= WRITTEN EXERCISE 1 =
Decide whether each statement below agrees with the passage on online dating, answering yes or no and quoting the words from the passage that settle it. (a) Pictures with dogs raise the like rate of heterosexuals. (b) Men's like inequality on Hinge has a Gini coefficient of 0.376. (c) Women keep being rated as more attractive than men on average after their early 30s.
= WRITTEN EXERCISE 2 =
Carry the passage on online dating forward from its final sentence.
#### DOCUMENT TEXT ####
In recent years, online dating has become the premier way couples meet, now having a market share of nearly 40%, according to a 2019 study. All other ways of meeting besides bars and restaurants are in decline, as shown in the figure below:


Source: Rosenfeld, et. al. PNAS, Sept. 3, 2019. 

Due to the inherently digital nature of online dating sites and apps, they provide significant amounts of hard data about how people behave on them. This allowed researchers to learn a great deal about the dynamics of online dating.

We now know, for example, many of the factors that affect subjective perceptions of attractiveness as revealed in user ratings or “likes.” At the macro level, this has revealed that people can be penalized based on their race. At the micro level, it seems that pictures with cats reduce the like rate of heterosexuals, while those with dogs raise their like rate.

It has also been discovered that the age of the men that women rate as most attractive scales roughly linearly with their own age, while men of all ages rate women in their early 20s as most attractive. And men tend to rate female attractiveness on a curve resembling a normal distribution, with most women rated around average, with fewer at the extremes. But women rate the vast majority of men as below average in attractiveness, and only a few as above average. 

The dynamics of attraction also change over time, as a 2018 article on online dating in The Atlantic noted (the figure below, which shows how relative attractiveness changes by age, is from an academic study cited by the article, where researchers used Google’s page rank algorithm to rate the attractiveness of men and women on an undisclosed dating site in four cities). On average, users rate women as more attractive than men during their 20s, but in their early 30s, this reverses. From that point on, users rate men as more attractive than women on average.

These sites also generate significant levels of inequality, especially for men. One analyst found that “like inequality” for men on Tinder is higher than income inequality in the United States (he created the chart below). An analyst at Hinge found that women’s inequality on that site was roughly equal to the average income inequality for the world’s countries (a Gini coefficient of 0.376), similar to Western Europe. But men’s like inequality (a Gini coefficient of 0.542) would rate as the eighth most unequal country in the world in terms of income inequality.

 

Inequality may result from a process similar to globalization. Prior to globalization, economic markets in most goods and services were primarily domestic, or even local in nature. These markets each had their own champions, their own winners and losers. Globalization merged these into a single, global market. This had profound effects on winners and losers. A few of the best or cheapest competitors reaped significant gains while many former domestic champions or viable competitors lost out.

Online dating has had a similar effect. If not the actual globalization of dating, then it is at least the metropolitanization of it. Prior to online dating, men and women met each other primarily in physical spaces and through social circles in the real world: school, work, church, family, friendship circles, and neighborhoods. The markets were very fragmented. You could certainly meet someone outside of that, even intentionally, such as by looking at old-school personal ads in a newspaper, but the number of potential matches you could meet that way was very limited.

Because every school, neighborhood, church, etc. was in essence its own market, that meant they each had their own local marketplace winners. And people would often match up within that based on their relative value in the market.
#### ITEMS ####
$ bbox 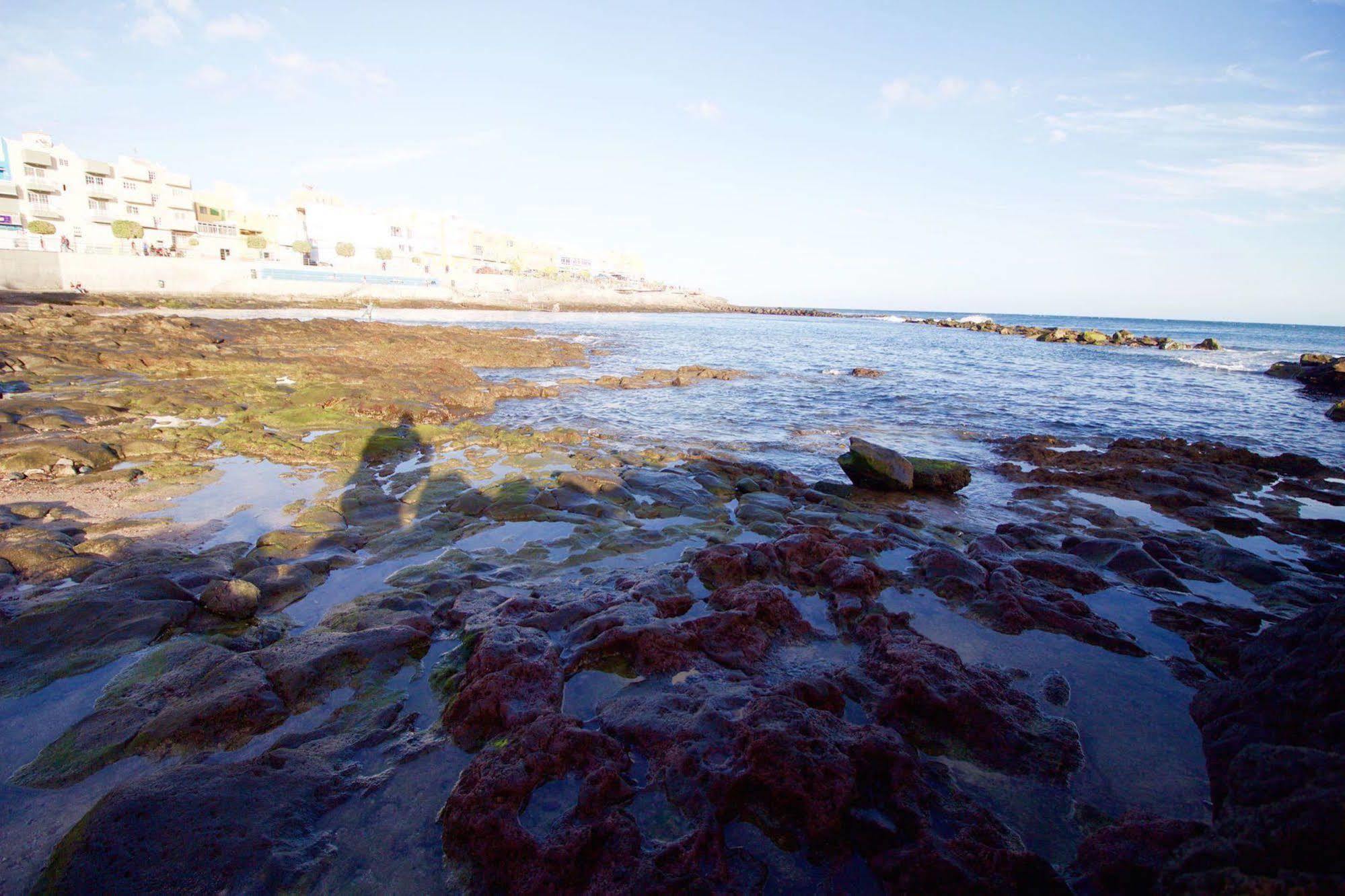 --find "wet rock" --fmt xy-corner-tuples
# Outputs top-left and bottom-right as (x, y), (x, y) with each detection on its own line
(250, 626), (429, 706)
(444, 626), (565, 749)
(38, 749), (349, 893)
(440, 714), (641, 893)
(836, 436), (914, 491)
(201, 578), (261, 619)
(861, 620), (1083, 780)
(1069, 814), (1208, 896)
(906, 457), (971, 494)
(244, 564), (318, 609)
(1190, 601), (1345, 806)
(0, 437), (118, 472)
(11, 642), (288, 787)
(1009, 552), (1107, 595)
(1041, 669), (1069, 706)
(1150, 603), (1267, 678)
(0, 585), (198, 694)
####
#### ITEMS ####
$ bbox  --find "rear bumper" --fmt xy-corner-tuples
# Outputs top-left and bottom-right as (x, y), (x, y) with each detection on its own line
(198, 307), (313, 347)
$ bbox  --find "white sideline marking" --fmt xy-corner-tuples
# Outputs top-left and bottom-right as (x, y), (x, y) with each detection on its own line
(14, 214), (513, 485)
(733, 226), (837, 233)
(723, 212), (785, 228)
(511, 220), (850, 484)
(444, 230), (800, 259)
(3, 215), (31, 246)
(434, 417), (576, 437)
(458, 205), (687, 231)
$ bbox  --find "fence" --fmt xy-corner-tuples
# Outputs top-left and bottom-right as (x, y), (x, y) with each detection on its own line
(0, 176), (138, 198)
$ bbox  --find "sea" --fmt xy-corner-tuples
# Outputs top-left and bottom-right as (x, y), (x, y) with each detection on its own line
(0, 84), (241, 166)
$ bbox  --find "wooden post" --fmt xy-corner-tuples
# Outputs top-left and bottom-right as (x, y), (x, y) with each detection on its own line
####
#### ITEMS ####
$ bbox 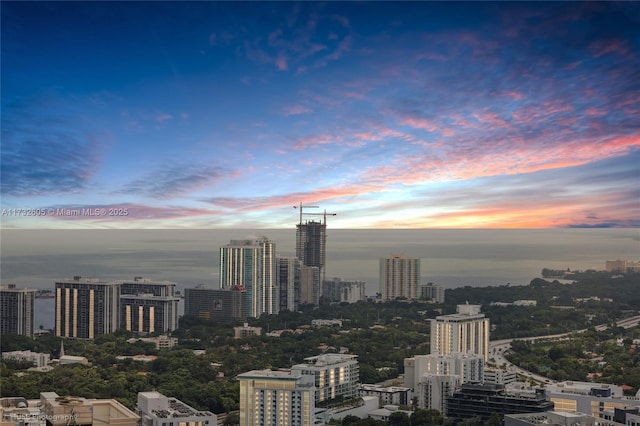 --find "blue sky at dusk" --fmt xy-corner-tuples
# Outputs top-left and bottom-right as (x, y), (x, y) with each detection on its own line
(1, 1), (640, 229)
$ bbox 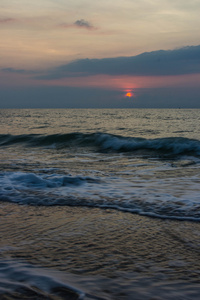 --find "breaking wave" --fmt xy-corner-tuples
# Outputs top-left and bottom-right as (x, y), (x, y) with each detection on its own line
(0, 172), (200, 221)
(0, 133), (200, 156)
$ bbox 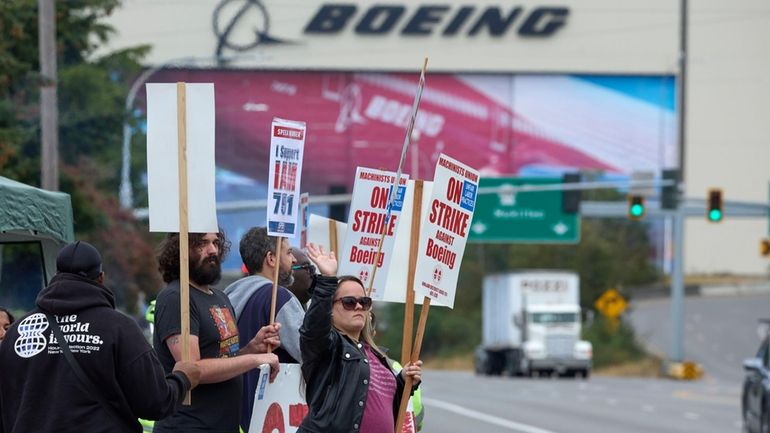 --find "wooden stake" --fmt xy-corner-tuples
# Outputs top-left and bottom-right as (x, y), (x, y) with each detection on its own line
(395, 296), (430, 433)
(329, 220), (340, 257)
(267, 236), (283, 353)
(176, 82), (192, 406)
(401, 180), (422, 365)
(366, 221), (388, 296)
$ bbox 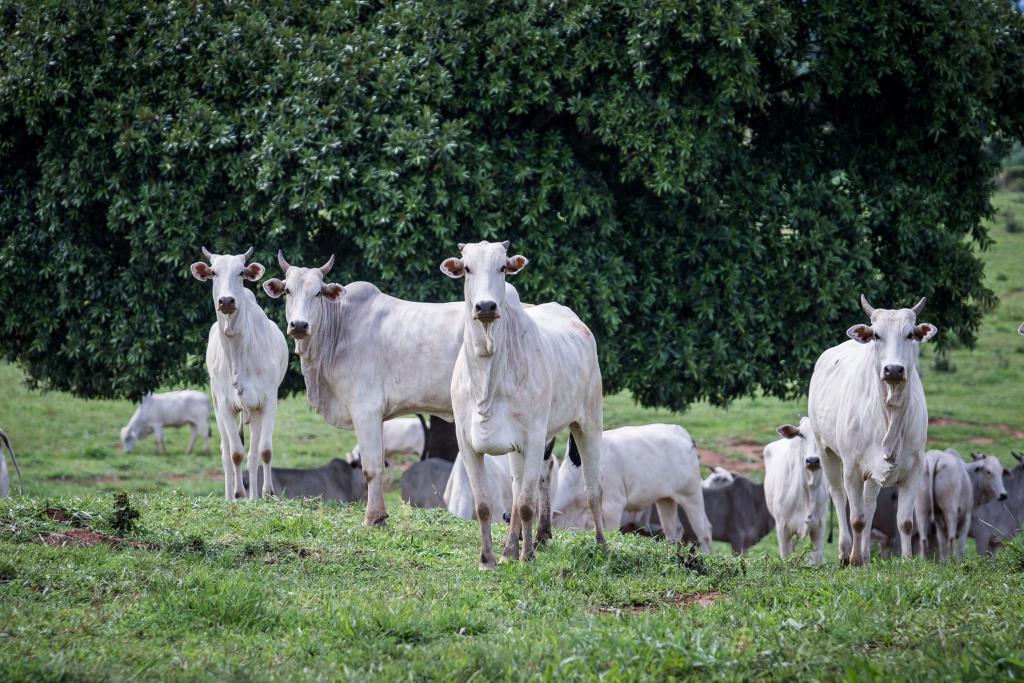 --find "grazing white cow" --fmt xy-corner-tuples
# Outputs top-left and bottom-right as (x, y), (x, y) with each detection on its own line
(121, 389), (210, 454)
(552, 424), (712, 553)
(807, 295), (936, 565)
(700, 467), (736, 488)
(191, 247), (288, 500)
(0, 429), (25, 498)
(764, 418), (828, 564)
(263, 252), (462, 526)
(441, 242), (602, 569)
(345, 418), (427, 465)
####
= WRITTEN REPLY 1 =
(a) Yes: "while those with dogs raise their like rate."
(b) No: "But men’s like inequality (a Gini coefficient of 0.542)"
(c) No: "but in their early 30s, this reverses. From that point on, users rate men as more attractive than women on average."

= WRITTEN REPLY 2 =
But with online dating, all those old local relationships markets have been merged. Now everyone has access to a large number of singles throughout his or her area. That means in the online dating world, you are no longer just in competition with people in your social circles. You are also in competition with everyone in your city or region. It may be true that your pool of prospects is also bigger. But the dynamics of these global type markets have in practice tended to produce more extremes of winners and losers. (The extremely high levels of inequality for men in particular may also be driven by the highly-imbalanced gender ratios on these sites, with far more male than female users).

Online dating also skews very strongly towards appearance as an initial screening criterion. This is particularly true on today’s swipe apps like Tinder. Nobody has time to wade through all the singles listings in their area, and that tends to promote heavy filtering. And after setting filters like age, etc., the easiest and quickest thing to filter is looks. Apps like Bumble even severely restrict the amount of text you are allowed to put in your profile.

This benefits people who are very good looking but hurts those whose best qualities are in other areas. This is particularly the case for men, because while men do tend to find women attractive based on looks and age, women look at a much broader set of characteristics that don’t show as well in online dating apps. 

In summary, online dating has a number of characteristics that work against most people. People are penalized based on things like cats in photos that might have nothing to do with them as people. It’s not great for people who are not very good looking. The sites also generate high levels of inequality, especially for men. This puts most men at a disadvantage. But the same inequality gives the most attractive men enough options that there’s no incentive for them to commit, which also puts many women at a disadvantage, too. 

Lots of people did meet their spouse or significant other through online dating. If it’s a tool that works for you, there’s no reason not to use it. But especially for men who aren’t in the top 10 to 20% in looks, going back to the physical world and social circles of yesteryear may be a better option. Not only does this allow men to avoid the globalization effect of online dating, it also allows them to look for opportunities to let their best male attributes shine.

For example, when I wanted to ask my now wife to move from Indianapolis to New York to be with me, I invited her to attend a large event in Indiana where I was speaking. I wanted her to have the opportunity to see me stand up in front of hundreds of people and confidently and competently delivery a half-hour keynote address.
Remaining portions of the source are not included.